(Data records)
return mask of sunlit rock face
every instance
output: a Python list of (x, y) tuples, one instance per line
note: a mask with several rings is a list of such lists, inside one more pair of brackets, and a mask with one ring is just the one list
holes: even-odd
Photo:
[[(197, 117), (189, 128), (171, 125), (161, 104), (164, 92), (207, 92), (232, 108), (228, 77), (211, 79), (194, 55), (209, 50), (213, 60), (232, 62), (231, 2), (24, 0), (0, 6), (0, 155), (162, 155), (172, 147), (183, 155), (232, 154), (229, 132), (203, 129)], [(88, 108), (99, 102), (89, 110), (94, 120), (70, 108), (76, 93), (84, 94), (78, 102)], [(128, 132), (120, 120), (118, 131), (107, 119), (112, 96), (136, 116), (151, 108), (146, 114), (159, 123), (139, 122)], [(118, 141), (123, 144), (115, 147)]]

Goal:
Arrange all the rows above as a numbered list, leaving out any blank lines.

Response for this exercise:
1. return mask of sunlit rock face
2. every instance
3. output: a Python list of (x, y) tuples, one instance per line
4. note: a mask with several rings is a list of such lists, inside one more pair of brackets, and a mask with one ring is just the one list
5. holes: even-odd
6. Photo:
7. [[(197, 117), (189, 128), (171, 125), (161, 104), (164, 92), (207, 92), (232, 108), (228, 77), (211, 79), (194, 55), (209, 50), (213, 60), (232, 62), (231, 2), (24, 0), (0, 6), (0, 155), (162, 155), (172, 147), (183, 155), (232, 154), (229, 132), (203, 129)], [(88, 108), (99, 102), (89, 110), (94, 120), (70, 108), (76, 93), (84, 94), (78, 102)], [(128, 132), (120, 120), (118, 131), (107, 119), (112, 96), (136, 116), (151, 108), (146, 114), (159, 123), (139, 122)], [(118, 141), (123, 144), (115, 147)]]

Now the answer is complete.